#### [TAREFA PROPOSTA 1]
Apresente como tabela Markdown, com as colunas Número e Linha, os registros que começam na linha que contém "Target: silhouette reflection in water" e terminam na linha que contém "column 941, row 334". Inclua as duas pontas e omita as linhas em branco.

#### [TEXTO DE LEITURA]
^^^^
Sérgio Miguel Buarque / 03/12/2015

Foto: Inês Campelo

A participação da Marco Zero Conteúdo no UTC Recife e nossa contribuição para o debate em busca da “Cidade que Precisamos”

Contexto

Uma experiência com grande potencial transformador ocupou prédios e espaço público do Bairro do Recife na semana passada. Pessoas que acreditam na urbanização como uma oportunidade de mudança positiva e desenvolvimento sustentável do mundo, vindas de várias partes do país, encontraram-se para a realização do Urban Thinkers Campus (UTC).

A iniciativa faz parte da campanha urbana mundial da ONU-Habitat e irá culminar, em outubro de 2016, na Conferência das Nações Unidas sobre Habitação e Desenvolvimento Urbano Sustentável (Habitat III), que será sediada em Quito, no Equador. O tema do UTC do Recife (acontecem outros em 27 cidades espalhadas pelo mundo) foi Cidades Inclusivas: jovens e tecnologias abertas no espaço urbano. Sociedade civil, academia e representantes dos setores público e privado compartilharam soluções inspiradoras para a inclusão social e criaram uma narrativa urbana ligada às tecnologias abertas com foco nas cidades como territórios inclusivos. Todos buscavam resposta para a questão fundamental: “Que cidade precisamos?”
^^^^
#### [TAREFA PROPOSTA 2]
Dê continuidade ao texto sobre o Urban Thinkers Campus no Recife, começando logo após o último trecho apresentado.

#### [DADOS FORNECIDOS]
^^^^
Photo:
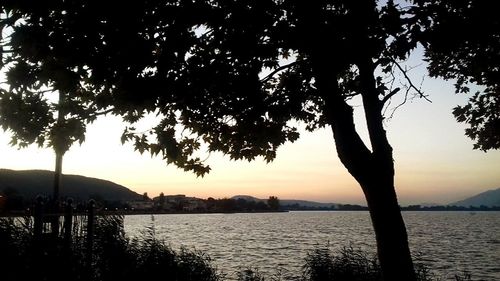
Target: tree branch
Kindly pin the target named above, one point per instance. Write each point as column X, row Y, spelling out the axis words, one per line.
column 412, row 86
column 281, row 68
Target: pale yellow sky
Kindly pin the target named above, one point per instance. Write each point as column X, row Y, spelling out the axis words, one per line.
column 434, row 161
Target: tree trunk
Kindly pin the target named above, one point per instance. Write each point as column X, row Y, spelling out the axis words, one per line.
column 57, row 177
column 390, row 231
column 373, row 169
column 55, row 196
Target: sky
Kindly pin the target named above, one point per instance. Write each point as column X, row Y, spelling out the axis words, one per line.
column 434, row 161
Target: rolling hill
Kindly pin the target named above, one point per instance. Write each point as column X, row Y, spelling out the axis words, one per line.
column 30, row 183
column 488, row 198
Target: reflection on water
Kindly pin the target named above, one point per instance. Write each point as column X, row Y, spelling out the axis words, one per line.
column 450, row 241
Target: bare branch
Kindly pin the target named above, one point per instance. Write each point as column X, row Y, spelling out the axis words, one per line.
column 392, row 93
column 281, row 68
column 412, row 86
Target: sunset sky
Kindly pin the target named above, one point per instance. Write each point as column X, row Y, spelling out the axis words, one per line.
column 434, row 161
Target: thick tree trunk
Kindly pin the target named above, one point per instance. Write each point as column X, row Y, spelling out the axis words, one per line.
column 55, row 195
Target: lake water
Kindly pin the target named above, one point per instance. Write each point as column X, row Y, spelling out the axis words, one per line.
column 450, row 242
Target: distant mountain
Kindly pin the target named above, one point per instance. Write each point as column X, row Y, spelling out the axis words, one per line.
column 288, row 202
column 30, row 183
column 488, row 198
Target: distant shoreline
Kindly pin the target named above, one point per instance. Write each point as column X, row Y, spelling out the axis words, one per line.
column 145, row 212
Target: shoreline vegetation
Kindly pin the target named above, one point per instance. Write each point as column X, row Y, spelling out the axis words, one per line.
column 111, row 255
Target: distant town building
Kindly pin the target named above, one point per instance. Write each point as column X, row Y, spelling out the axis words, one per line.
column 140, row 205
column 179, row 203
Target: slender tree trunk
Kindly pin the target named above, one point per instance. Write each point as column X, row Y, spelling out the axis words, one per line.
column 57, row 177
column 54, row 225
column 59, row 150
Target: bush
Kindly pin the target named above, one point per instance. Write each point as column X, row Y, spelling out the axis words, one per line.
column 114, row 256
column 349, row 265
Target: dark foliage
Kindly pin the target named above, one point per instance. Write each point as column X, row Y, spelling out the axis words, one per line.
column 114, row 257
column 462, row 43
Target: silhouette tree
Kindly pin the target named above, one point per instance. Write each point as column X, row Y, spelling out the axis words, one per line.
column 44, row 102
column 274, row 203
column 233, row 74
column 461, row 39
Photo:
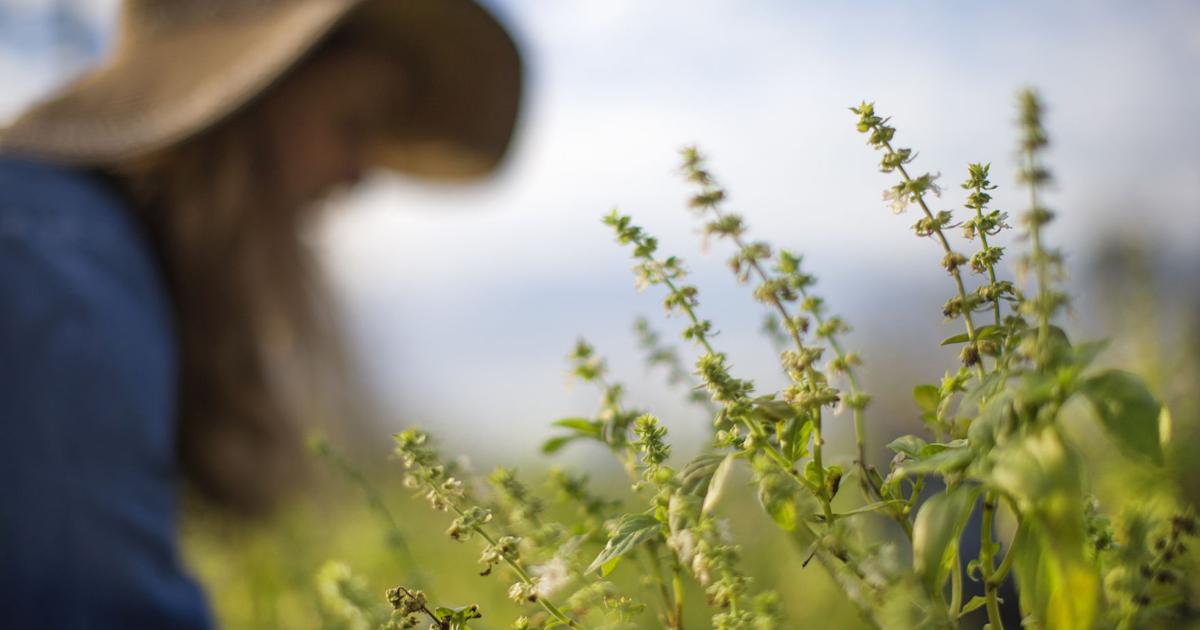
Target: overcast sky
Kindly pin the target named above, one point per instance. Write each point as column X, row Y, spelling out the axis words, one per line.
column 463, row 303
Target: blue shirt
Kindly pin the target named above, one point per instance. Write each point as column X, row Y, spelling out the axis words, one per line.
column 89, row 479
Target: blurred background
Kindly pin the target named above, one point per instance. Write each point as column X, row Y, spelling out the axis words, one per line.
column 462, row 303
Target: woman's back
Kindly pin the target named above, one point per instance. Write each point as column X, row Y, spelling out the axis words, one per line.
column 88, row 372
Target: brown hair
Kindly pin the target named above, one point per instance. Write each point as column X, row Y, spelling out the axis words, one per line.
column 256, row 337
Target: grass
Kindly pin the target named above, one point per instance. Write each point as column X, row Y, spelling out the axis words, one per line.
column 821, row 537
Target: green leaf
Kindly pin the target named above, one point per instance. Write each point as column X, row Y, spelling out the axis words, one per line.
column 774, row 411
column 718, row 484
column 796, row 438
column 631, row 531
column 697, row 474
column 982, row 333
column 862, row 509
column 936, row 533
column 910, row 445
column 975, row 604
column 1128, row 411
column 557, row 443
column 941, row 459
column 588, row 427
column 928, row 397
column 779, row 496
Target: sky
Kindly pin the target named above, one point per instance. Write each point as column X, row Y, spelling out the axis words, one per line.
column 463, row 303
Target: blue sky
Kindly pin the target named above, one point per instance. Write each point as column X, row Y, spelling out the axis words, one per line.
column 463, row 303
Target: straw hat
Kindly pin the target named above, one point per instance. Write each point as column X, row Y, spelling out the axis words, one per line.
column 183, row 65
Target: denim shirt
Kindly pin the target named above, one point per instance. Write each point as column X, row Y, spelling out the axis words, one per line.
column 89, row 479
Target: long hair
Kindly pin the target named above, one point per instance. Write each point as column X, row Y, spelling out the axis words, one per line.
column 255, row 335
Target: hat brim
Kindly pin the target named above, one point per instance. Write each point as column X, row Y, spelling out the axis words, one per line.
column 163, row 87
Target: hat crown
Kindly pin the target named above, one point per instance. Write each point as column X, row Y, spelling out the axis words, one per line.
column 141, row 17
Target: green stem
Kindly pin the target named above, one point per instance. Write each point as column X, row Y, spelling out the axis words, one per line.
column 955, row 587
column 549, row 606
column 954, row 271
column 669, row 606
column 1038, row 256
column 988, row 562
column 991, row 269
column 396, row 538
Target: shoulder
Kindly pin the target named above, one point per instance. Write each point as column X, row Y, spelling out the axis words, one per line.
column 64, row 205
column 83, row 297
column 67, row 220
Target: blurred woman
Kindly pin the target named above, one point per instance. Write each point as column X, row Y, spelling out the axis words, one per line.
column 157, row 298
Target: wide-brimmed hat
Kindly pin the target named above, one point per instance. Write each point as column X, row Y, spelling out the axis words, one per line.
column 180, row 66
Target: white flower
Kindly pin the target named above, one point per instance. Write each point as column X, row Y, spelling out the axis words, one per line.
column 552, row 576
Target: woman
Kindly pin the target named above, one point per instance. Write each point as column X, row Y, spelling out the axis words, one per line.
column 156, row 295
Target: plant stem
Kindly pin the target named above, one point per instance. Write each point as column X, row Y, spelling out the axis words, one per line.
column 988, row 559
column 669, row 606
column 955, row 587
column 972, row 336
column 549, row 606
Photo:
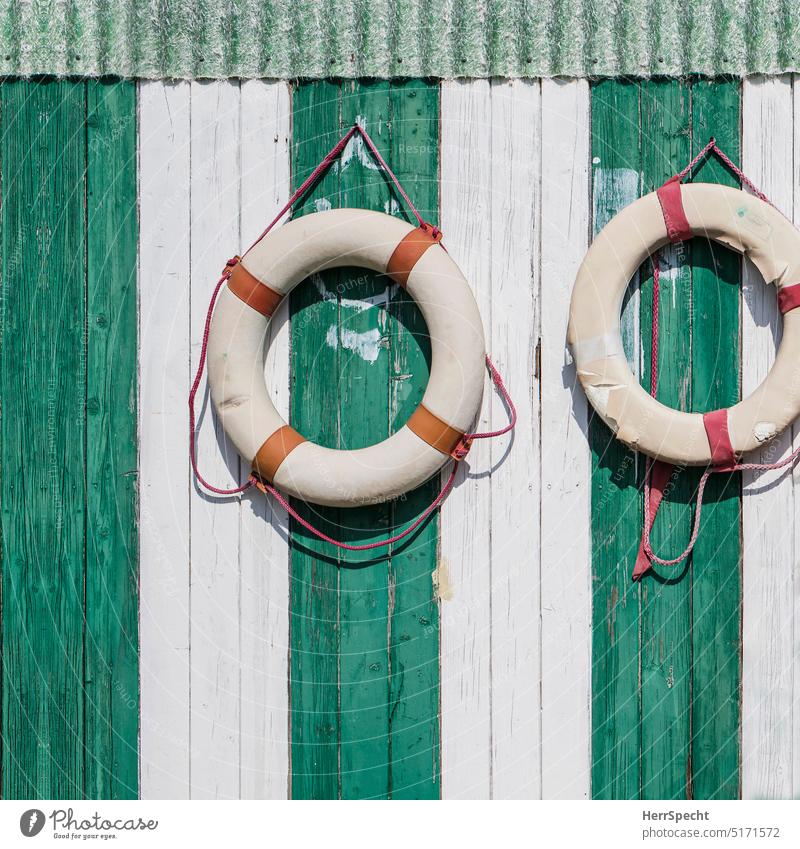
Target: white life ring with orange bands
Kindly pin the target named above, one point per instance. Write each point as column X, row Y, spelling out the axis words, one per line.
column 280, row 455
column 737, row 220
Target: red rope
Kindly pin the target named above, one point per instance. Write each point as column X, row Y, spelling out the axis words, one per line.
column 653, row 557
column 461, row 450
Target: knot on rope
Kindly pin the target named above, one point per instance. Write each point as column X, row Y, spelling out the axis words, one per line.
column 462, row 448
column 234, row 260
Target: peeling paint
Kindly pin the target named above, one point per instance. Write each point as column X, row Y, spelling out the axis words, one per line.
column 442, row 584
column 366, row 345
column 764, row 431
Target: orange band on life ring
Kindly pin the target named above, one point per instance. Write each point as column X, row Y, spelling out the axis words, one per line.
column 431, row 429
column 275, row 450
column 409, row 251
column 252, row 291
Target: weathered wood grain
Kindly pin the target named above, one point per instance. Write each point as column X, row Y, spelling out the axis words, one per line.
column 465, row 560
column 769, row 566
column 68, row 440
column 164, row 376
column 565, row 458
column 111, row 593
column 264, row 553
column 666, row 653
column 616, row 503
column 513, row 321
column 364, row 674
column 666, row 614
column 314, row 579
column 214, row 648
column 42, row 434
column 716, row 560
column 414, row 609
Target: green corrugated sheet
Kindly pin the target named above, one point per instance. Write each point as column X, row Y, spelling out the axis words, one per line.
column 398, row 38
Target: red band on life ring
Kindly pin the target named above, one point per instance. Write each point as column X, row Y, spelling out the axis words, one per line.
column 669, row 196
column 719, row 439
column 789, row 298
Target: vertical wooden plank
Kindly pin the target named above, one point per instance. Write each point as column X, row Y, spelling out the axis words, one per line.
column 768, row 560
column 679, row 691
column 214, row 546
column 465, row 563
column 515, row 479
column 716, row 561
column 43, row 450
column 354, row 697
column 616, row 504
column 264, row 556
column 164, row 366
column 796, row 483
column 666, row 592
column 566, row 462
column 363, row 418
column 414, row 627
column 112, row 643
column 314, row 602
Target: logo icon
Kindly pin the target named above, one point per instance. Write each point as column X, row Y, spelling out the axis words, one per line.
column 31, row 822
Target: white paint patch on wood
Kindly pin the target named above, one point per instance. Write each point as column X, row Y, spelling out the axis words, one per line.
column 770, row 678
column 214, row 167
column 164, row 470
column 566, row 599
column 516, row 645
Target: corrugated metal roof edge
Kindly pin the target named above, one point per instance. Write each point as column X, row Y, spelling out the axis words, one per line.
column 350, row 39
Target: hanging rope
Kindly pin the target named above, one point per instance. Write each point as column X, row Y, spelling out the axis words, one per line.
column 656, row 470
column 461, row 450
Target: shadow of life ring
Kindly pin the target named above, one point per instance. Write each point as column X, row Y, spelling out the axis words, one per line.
column 413, row 258
column 737, row 220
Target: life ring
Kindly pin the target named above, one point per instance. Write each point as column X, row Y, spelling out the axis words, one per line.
column 737, row 220
column 280, row 455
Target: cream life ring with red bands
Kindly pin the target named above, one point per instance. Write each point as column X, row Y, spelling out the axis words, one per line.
column 735, row 219
column 412, row 257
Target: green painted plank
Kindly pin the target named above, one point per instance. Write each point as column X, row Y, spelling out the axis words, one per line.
column 314, row 602
column 666, row 671
column 616, row 501
column 414, row 690
column 112, row 671
column 42, row 437
column 364, row 417
column 717, row 581
column 666, row 594
column 364, row 640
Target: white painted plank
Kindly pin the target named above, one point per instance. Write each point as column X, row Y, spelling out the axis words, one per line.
column 513, row 316
column 164, row 470
column 215, row 584
column 565, row 457
column 264, row 557
column 767, row 511
column 466, row 190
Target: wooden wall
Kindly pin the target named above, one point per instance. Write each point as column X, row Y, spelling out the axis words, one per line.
column 502, row 651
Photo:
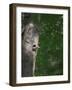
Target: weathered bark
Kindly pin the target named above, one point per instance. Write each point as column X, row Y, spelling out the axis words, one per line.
column 30, row 40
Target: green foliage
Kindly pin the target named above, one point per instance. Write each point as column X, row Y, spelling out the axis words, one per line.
column 49, row 59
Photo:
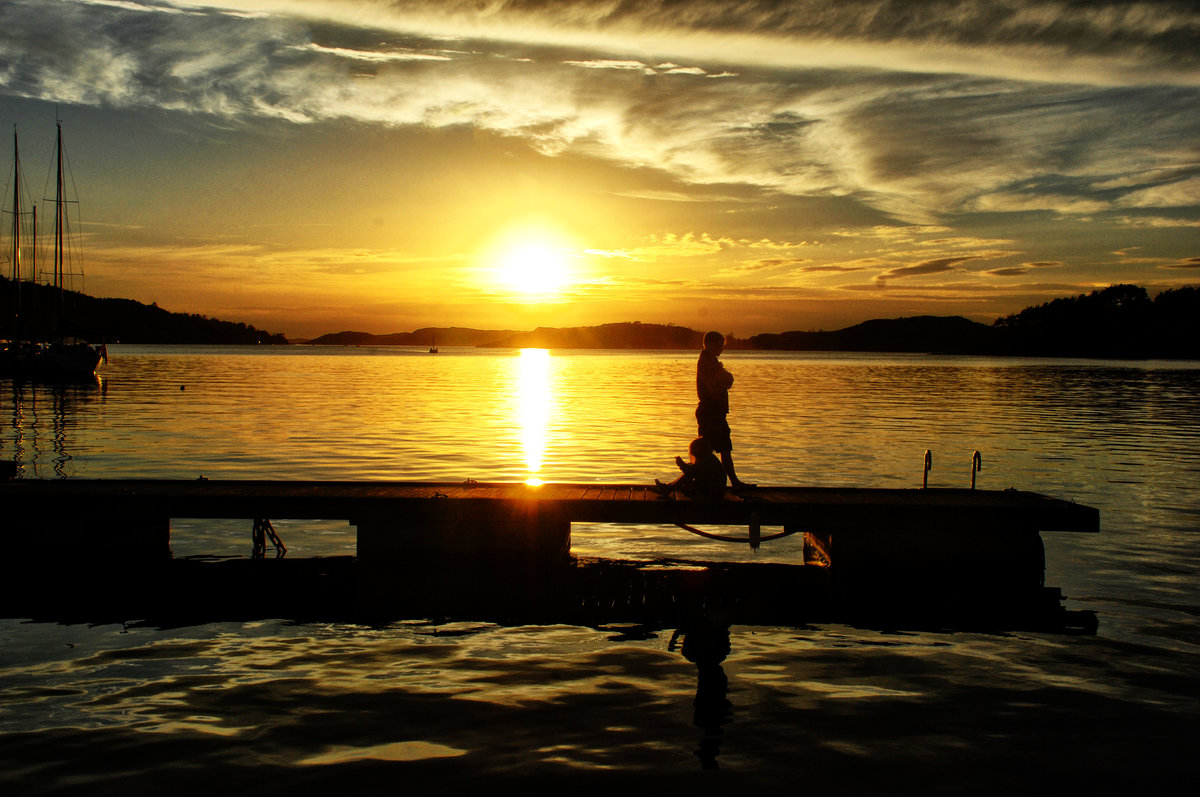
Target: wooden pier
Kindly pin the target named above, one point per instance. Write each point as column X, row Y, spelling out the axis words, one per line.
column 486, row 519
column 442, row 544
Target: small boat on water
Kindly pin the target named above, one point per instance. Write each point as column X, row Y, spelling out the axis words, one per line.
column 51, row 354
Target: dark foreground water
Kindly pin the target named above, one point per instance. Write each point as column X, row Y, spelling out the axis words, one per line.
column 274, row 705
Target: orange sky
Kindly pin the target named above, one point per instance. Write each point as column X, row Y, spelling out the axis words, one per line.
column 318, row 166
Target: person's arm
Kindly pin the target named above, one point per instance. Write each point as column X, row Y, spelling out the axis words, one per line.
column 717, row 378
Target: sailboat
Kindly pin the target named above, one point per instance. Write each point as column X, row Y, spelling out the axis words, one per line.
column 63, row 357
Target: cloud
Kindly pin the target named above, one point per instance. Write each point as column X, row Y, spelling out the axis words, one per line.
column 916, row 111
column 1180, row 193
column 939, row 265
column 1189, row 264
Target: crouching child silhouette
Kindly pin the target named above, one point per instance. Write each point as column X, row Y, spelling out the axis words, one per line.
column 703, row 477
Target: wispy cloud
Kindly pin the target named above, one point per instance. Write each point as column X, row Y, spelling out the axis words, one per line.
column 961, row 117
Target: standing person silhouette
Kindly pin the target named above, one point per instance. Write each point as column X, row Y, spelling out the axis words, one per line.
column 713, row 383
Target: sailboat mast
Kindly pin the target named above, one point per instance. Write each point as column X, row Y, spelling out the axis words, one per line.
column 16, row 235
column 16, row 209
column 58, row 219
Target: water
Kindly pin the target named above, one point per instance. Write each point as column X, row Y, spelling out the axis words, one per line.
column 274, row 703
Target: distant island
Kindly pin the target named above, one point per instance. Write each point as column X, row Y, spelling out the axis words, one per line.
column 1121, row 321
column 115, row 321
column 1116, row 322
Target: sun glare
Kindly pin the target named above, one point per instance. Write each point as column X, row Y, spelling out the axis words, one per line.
column 532, row 263
column 535, row 401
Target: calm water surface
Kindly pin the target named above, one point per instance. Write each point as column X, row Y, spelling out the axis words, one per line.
column 310, row 703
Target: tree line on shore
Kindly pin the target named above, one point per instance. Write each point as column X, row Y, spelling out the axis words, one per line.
column 1116, row 322
column 46, row 315
column 1121, row 321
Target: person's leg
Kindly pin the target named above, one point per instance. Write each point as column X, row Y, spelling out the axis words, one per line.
column 727, row 461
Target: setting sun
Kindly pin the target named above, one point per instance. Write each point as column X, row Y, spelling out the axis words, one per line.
column 532, row 262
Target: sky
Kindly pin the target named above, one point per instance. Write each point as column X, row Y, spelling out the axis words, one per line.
column 751, row 166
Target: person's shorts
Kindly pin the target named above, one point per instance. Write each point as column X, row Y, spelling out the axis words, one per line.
column 714, row 429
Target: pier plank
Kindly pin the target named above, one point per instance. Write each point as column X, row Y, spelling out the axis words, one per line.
column 911, row 510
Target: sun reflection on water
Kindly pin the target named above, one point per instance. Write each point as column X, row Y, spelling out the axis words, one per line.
column 534, row 407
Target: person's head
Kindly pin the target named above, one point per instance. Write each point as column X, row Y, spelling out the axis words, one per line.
column 714, row 342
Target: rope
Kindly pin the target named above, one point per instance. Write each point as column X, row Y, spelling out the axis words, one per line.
column 736, row 539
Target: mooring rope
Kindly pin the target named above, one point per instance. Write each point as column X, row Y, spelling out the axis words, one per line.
column 725, row 538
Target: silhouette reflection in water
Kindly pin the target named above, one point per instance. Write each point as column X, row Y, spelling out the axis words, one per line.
column 706, row 643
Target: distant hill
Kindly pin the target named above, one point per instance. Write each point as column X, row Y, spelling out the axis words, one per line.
column 115, row 321
column 1116, row 322
column 424, row 336
column 616, row 336
column 941, row 334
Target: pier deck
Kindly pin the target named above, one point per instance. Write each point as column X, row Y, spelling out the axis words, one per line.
column 828, row 509
column 461, row 546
^^^^
#### [RESPOSTA DA TAREFA 1]
| Número | Linha |
|---|---|
| 1 | Target: silhouette reflection in water |
| 2 | Kindly pin the target named above, one point per instance. Write each point as column X, row Y, spelling out the axis words, one per line. |
| 3 | column 706, row 643 |
| 4 | Target: distant hill |
| 5 | Kindly pin the target named above, one point per instance. Write each point as column X, row Y, spelling out the axis words, one per line. |
| 6 | column 115, row 321 |
| 7 | column 1116, row 322 |
| 8 | column 424, row 336 |
| 9 | column 616, row 336 |
| 10 | column 941, row 334 |

#### [RESPOSTA DA TAREFA 2]
Das experiências e discursões travadas no UTC Recife surgiu o documento que será revisado, publicado e levado para a conferência Habitat III. O texto vai compor as diretrizes da Nova Agenda Urbana, assim como os 27 documentos produzidos nos demais Urban Thinkers Campus. Tão ou mais importante do que o documento síntese, o UTC deixou como legado um processo democrático, horizontal, plural e, porque não, inovador de discussão. Foi esse processo inovador, conduzido dentro de uma metodologia inspiradora, que possibilitou o convite e a consequente participação da Marco Zero Conteúdo no evento.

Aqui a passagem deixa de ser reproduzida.